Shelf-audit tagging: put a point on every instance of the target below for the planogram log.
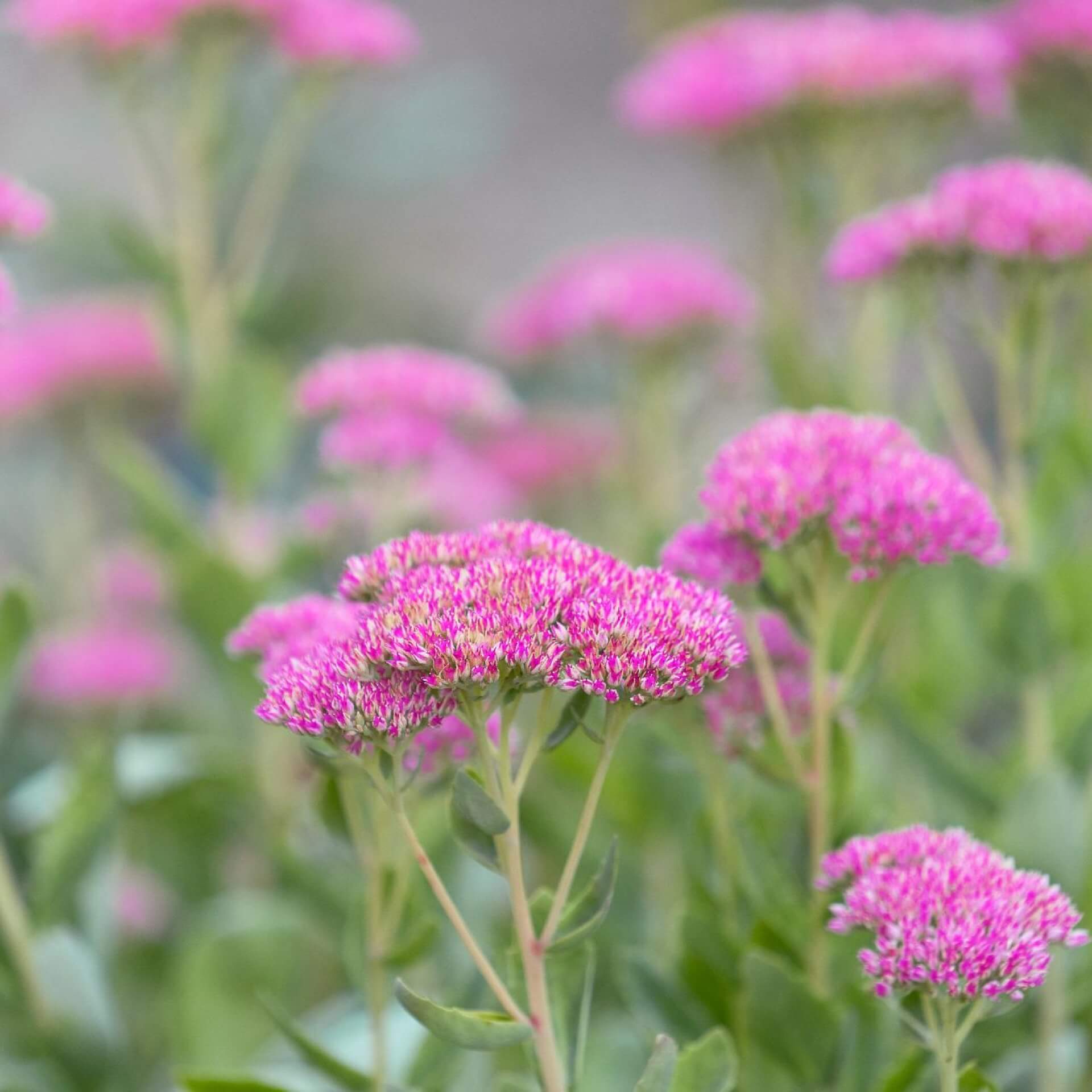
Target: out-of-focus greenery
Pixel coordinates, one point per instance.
(256, 970)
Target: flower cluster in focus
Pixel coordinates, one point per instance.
(882, 497)
(948, 913)
(510, 605)
(1012, 210)
(739, 70)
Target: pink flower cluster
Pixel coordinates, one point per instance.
(882, 497)
(702, 552)
(1012, 210)
(1042, 27)
(23, 216)
(739, 70)
(636, 291)
(400, 406)
(949, 915)
(326, 33)
(76, 348)
(737, 710)
(279, 634)
(514, 604)
(104, 663)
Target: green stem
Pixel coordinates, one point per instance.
(947, 1046)
(449, 908)
(617, 715)
(819, 801)
(369, 853)
(15, 926)
(278, 166)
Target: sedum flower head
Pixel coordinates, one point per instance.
(1010, 210)
(737, 71)
(636, 291)
(737, 710)
(107, 663)
(948, 915)
(514, 604)
(75, 349)
(882, 498)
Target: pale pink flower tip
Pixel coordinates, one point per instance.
(883, 499)
(739, 70)
(105, 663)
(1014, 210)
(77, 349)
(344, 32)
(949, 915)
(737, 710)
(449, 613)
(637, 292)
(23, 213)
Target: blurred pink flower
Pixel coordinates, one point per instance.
(742, 69)
(142, 904)
(1008, 209)
(635, 291)
(1040, 27)
(102, 663)
(408, 379)
(76, 349)
(700, 551)
(23, 213)
(336, 33)
(949, 915)
(280, 632)
(737, 710)
(131, 577)
(552, 451)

--

Your answer should be a single number: how many lines of the material above include "pink".

◆ Answer to the exercise
3